Daftar Tugas:
(A) Susunlah baris-baris daftar mulai dari baris yang memuat "Mark the brick" sampai akhir daftar sebagai list JSON berisi string, satu string untuk setiap baris, tanpa baris kosong.
(B) Lanjutkan teks tentang Bank Pembiayaan Rakyat Syariah dari bagian terakhir yang ditampilkan.

Potongan Teks:
......
Selasa, 12 November 2013

Bank Pembiayaan Rakyat Syariah (BPRS)

Bank Pembiayaan Rakyat Syariah (BPRS)
Oleh: Norlaila Hayati; Norhikmah

A.    Pendahuluan
Lembaga keuangan adalah sebuah wadah di mana terdapat jasa dalam proses mengelola keuangan untuk tujuan tertentu. Seperti yang kita tahu, peranan lembaga keuangan dalam kehidupan terutama bank sangatlah penting. Hal ini akibat semakin berkembangnya sistem ketataniagaan yang mau tidak mau melibatkan lembaga keuangan atau bank di dalamnya. Namun pesatnya perkembangan bank tidak diimbangi dengan pesatnya kesejahteraan masyarakat, terutama masyarakat yang tergolong ekonomi lemah yang biasanya terdapat di wilayah desa atau kecamatan. Pada umumnya bank konvensional sangat selektif dan hanya berorientasi untuk mendapat keuntungan dengan sedikit resiko, oleh karenanya masyarakat ekonomi lemah sulit untuk mendapat jasa keuangan bank.
......
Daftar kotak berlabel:

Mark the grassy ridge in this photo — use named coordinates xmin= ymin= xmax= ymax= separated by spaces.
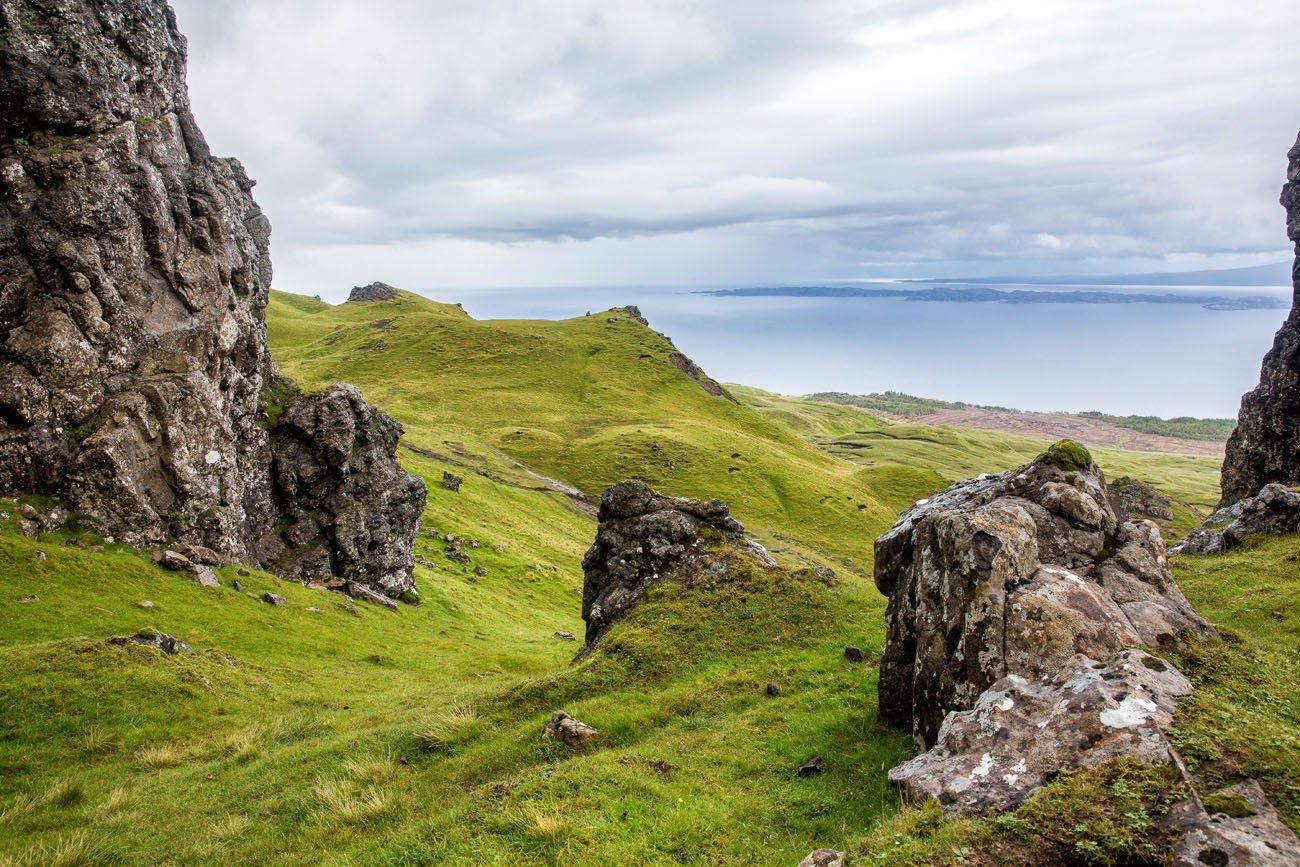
xmin=0 ymin=288 xmax=1279 ymax=867
xmin=732 ymin=386 xmax=1219 ymax=538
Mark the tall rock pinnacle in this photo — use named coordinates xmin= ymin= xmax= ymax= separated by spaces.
xmin=1221 ymin=132 xmax=1300 ymax=506
xmin=0 ymin=0 xmax=424 ymax=594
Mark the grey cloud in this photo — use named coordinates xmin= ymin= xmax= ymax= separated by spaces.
xmin=167 ymin=0 xmax=1300 ymax=291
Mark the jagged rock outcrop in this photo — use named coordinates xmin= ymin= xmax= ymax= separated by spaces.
xmin=259 ymin=383 xmax=425 ymax=597
xmin=582 ymin=481 xmax=766 ymax=647
xmin=0 ymin=0 xmax=416 ymax=597
xmin=875 ymin=441 xmax=1214 ymax=749
xmin=1161 ymin=780 xmax=1300 ymax=867
xmin=1171 ymin=482 xmax=1300 ymax=554
xmin=889 ymin=650 xmax=1192 ymax=811
xmin=347 ymin=281 xmax=402 ymax=304
xmin=1219 ymin=131 xmax=1300 ymax=506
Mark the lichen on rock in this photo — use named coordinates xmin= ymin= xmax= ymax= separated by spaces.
xmin=582 ymin=481 xmax=766 ymax=647
xmin=875 ymin=443 xmax=1216 ymax=747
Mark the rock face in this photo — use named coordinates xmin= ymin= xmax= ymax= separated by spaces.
xmin=875 ymin=441 xmax=1214 ymax=747
xmin=1162 ymin=780 xmax=1300 ymax=867
xmin=347 ymin=282 xmax=402 ymax=303
xmin=889 ymin=650 xmax=1192 ymax=811
xmin=0 ymin=0 xmax=416 ymax=597
xmin=1219 ymin=131 xmax=1300 ymax=506
xmin=1106 ymin=476 xmax=1174 ymax=521
xmin=260 ymin=385 xmax=425 ymax=597
xmin=582 ymin=481 xmax=745 ymax=647
xmin=1173 ymin=482 xmax=1300 ymax=554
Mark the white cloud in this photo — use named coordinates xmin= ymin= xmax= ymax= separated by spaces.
xmin=174 ymin=0 xmax=1300 ymax=296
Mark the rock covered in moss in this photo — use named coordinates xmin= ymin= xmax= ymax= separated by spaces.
xmin=1106 ymin=476 xmax=1174 ymax=521
xmin=889 ymin=650 xmax=1192 ymax=812
xmin=1219 ymin=132 xmax=1300 ymax=506
xmin=1161 ymin=780 xmax=1300 ymax=867
xmin=259 ymin=383 xmax=425 ymax=598
xmin=875 ymin=442 xmax=1214 ymax=747
xmin=582 ymin=481 xmax=745 ymax=646
xmin=0 ymin=0 xmax=415 ymax=603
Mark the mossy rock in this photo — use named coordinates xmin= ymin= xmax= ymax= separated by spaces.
xmin=1201 ymin=792 xmax=1255 ymax=819
xmin=1043 ymin=439 xmax=1092 ymax=471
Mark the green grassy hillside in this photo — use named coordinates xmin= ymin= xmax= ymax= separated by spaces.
xmin=729 ymin=386 xmax=1219 ymax=538
xmin=0 ymin=288 xmax=1284 ymax=867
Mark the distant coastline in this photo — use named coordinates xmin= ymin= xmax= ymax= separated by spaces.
xmin=694 ymin=286 xmax=1290 ymax=311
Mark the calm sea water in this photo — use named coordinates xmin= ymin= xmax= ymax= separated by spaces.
xmin=439 ymin=286 xmax=1287 ymax=417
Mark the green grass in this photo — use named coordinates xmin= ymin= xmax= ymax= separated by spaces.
xmin=0 ymin=288 xmax=1284 ymax=867
xmin=729 ymin=386 xmax=1219 ymax=538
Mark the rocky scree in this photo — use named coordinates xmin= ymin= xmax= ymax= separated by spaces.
xmin=0 ymin=0 xmax=423 ymax=591
xmin=582 ymin=481 xmax=771 ymax=649
xmin=1219 ymin=130 xmax=1300 ymax=506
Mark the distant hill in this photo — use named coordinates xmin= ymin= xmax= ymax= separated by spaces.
xmin=809 ymin=391 xmax=1236 ymax=455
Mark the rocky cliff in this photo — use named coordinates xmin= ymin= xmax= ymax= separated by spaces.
xmin=1219 ymin=131 xmax=1300 ymax=506
xmin=0 ymin=0 xmax=423 ymax=591
xmin=582 ymin=481 xmax=766 ymax=647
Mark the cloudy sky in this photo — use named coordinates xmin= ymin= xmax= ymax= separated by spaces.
xmin=173 ymin=0 xmax=1300 ymax=298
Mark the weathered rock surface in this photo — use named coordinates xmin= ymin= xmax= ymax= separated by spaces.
xmin=1162 ymin=780 xmax=1300 ymax=867
xmin=259 ymin=383 xmax=425 ymax=597
xmin=108 ymin=626 xmax=194 ymax=656
xmin=0 ymin=0 xmax=415 ymax=589
xmin=542 ymin=711 xmax=599 ymax=747
xmin=1171 ymin=482 xmax=1300 ymax=554
xmin=347 ymin=282 xmax=402 ymax=303
xmin=800 ymin=849 xmax=846 ymax=867
xmin=875 ymin=442 xmax=1216 ymax=747
xmin=1219 ymin=132 xmax=1300 ymax=506
xmin=582 ymin=481 xmax=745 ymax=646
xmin=1106 ymin=476 xmax=1174 ymax=521
xmin=889 ymin=650 xmax=1192 ymax=811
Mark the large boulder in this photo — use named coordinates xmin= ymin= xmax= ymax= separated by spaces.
xmin=0 ymin=0 xmax=416 ymax=597
xmin=261 ymin=383 xmax=425 ymax=597
xmin=875 ymin=441 xmax=1214 ymax=749
xmin=1219 ymin=131 xmax=1300 ymax=506
xmin=889 ymin=650 xmax=1192 ymax=812
xmin=582 ymin=481 xmax=761 ymax=647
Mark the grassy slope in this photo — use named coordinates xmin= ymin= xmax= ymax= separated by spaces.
xmin=732 ymin=386 xmax=1219 ymax=538
xmin=0 ymin=288 xmax=1295 ymax=864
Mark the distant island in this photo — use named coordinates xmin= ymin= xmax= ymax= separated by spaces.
xmin=694 ymin=286 xmax=1290 ymax=311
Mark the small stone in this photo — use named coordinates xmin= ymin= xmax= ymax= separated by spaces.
xmin=800 ymin=849 xmax=845 ymax=867
xmin=189 ymin=563 xmax=221 ymax=588
xmin=542 ymin=711 xmax=599 ymax=747
xmin=794 ymin=755 xmax=826 ymax=777
xmin=108 ymin=629 xmax=194 ymax=656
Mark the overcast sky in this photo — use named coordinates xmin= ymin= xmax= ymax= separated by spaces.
xmin=173 ymin=0 xmax=1300 ymax=299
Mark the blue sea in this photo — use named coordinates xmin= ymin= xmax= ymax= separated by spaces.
xmin=439 ymin=286 xmax=1290 ymax=417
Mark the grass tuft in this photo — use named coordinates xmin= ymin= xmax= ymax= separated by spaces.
xmin=411 ymin=705 xmax=480 ymax=753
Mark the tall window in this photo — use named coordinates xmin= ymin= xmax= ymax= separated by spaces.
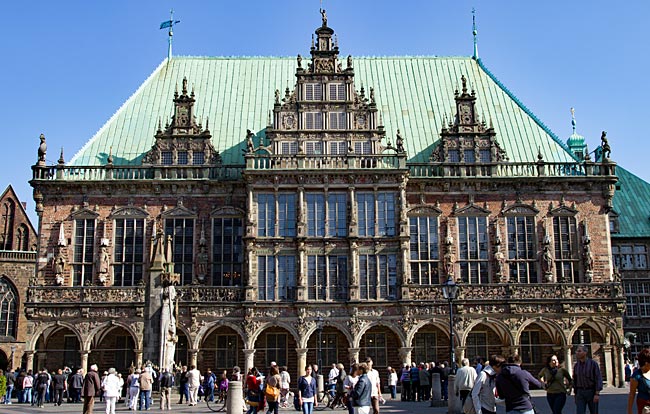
xmin=257 ymin=255 xmax=296 ymax=301
xmin=327 ymin=193 xmax=348 ymax=237
xmin=465 ymin=332 xmax=488 ymax=358
xmin=506 ymin=216 xmax=539 ymax=283
xmin=113 ymin=218 xmax=144 ymax=286
xmin=359 ymin=254 xmax=397 ymax=299
xmin=409 ymin=216 xmax=440 ymax=284
xmin=257 ymin=194 xmax=275 ymax=237
xmin=305 ymin=193 xmax=325 ymax=237
xmin=363 ymin=332 xmax=388 ymax=367
xmin=307 ymin=256 xmax=348 ymax=300
xmin=72 ymin=219 xmax=95 ymax=286
xmin=264 ymin=333 xmax=288 ymax=367
xmin=0 ymin=278 xmax=17 ymax=338
xmin=458 ymin=216 xmax=489 ymax=284
xmin=214 ymin=335 xmax=238 ymax=372
xmin=411 ymin=332 xmax=438 ymax=363
xmin=553 ymin=216 xmax=579 ymax=282
xmin=165 ymin=218 xmax=194 ymax=285
xmin=278 ymin=194 xmax=296 ymax=237
xmin=212 ymin=217 xmax=244 ymax=286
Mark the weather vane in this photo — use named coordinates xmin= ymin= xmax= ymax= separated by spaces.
xmin=160 ymin=9 xmax=181 ymax=62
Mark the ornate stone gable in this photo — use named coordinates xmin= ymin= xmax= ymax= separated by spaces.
xmin=430 ymin=75 xmax=508 ymax=164
xmin=142 ymin=78 xmax=221 ymax=166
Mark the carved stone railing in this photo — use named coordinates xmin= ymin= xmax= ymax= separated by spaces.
xmin=408 ymin=283 xmax=623 ymax=301
xmin=246 ymin=154 xmax=406 ymax=170
xmin=27 ymin=286 xmax=145 ymax=305
xmin=176 ymin=286 xmax=244 ymax=302
xmin=0 ymin=250 xmax=36 ymax=262
xmin=32 ymin=165 xmax=244 ymax=181
xmin=407 ymin=161 xmax=616 ymax=178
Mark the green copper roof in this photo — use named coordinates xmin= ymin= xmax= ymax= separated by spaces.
xmin=612 ymin=166 xmax=650 ymax=238
xmin=69 ymin=57 xmax=573 ymax=166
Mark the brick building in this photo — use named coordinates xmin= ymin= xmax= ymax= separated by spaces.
xmin=26 ymin=16 xmax=624 ymax=385
xmin=0 ymin=185 xmax=37 ymax=370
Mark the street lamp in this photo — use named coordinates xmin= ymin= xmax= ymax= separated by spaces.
xmin=316 ymin=316 xmax=323 ymax=368
xmin=442 ymin=277 xmax=458 ymax=374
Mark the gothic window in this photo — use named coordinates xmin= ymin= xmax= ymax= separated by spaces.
......
Jawaban:
(A)
[
  "Mark the brick building in this photo — use named coordinates xmin= ymin= xmax= ymax= separated by spaces.",
  "xmin=26 ymin=16 xmax=624 ymax=385",
  "xmin=0 ymin=185 xmax=37 ymax=370",
  "Mark the street lamp in this photo — use named coordinates xmin= ymin= xmax= ymax= separated by spaces.",
  "xmin=316 ymin=316 xmax=323 ymax=368",
  "xmin=442 ymin=277 xmax=458 ymax=374",
  "Mark the gothic window in this photo — use named coordinates xmin= ymin= xmax= ymax= separated by spaces."
]

(B)
  Dalam upayanya untuk merangkul masyarakat ekonomi lemah, pemerintah juga mengatur untuk didirikannya Bank Perkreditan Rakyat yang lingkup kerjanya lebih terpusat pada wilayah tertentu saja, misalnya di kabupaten, kecamatan dan desa. Hal ini bertujuan agar semakin meratanya layanan jasa keuangan bagi seluruh masyarakat. Praktek bunga yang diterapkan setiap bank, baik bank umum ataupun bank perkreditan rakyat tetap menjadi andalan dalam rangka mencari keuntungan. Sistem bunga yang diterapkan bank akhirnya  mendapat respon dari kaum muslim, yang mana sudah jelas bahwa bunga/riba adalah haram hukumnya. Maka dengan munculnya pemikiran untuk mendirikan bank yang berprinsip syariah secara nasional terlebih dahulu didirikan sebuah lembaga keuangan yaitu bank perkreditan rakyat syariah pada tahun 1990. Diharapkan bahwa berdirinya bank perkreditan rakyat syariah menjadi salah satu solusi dalam rangka melayani jasa keuangan yang bebas dari praktek riba sehingga kesejahteraan masyarakat akan semakin meningkat.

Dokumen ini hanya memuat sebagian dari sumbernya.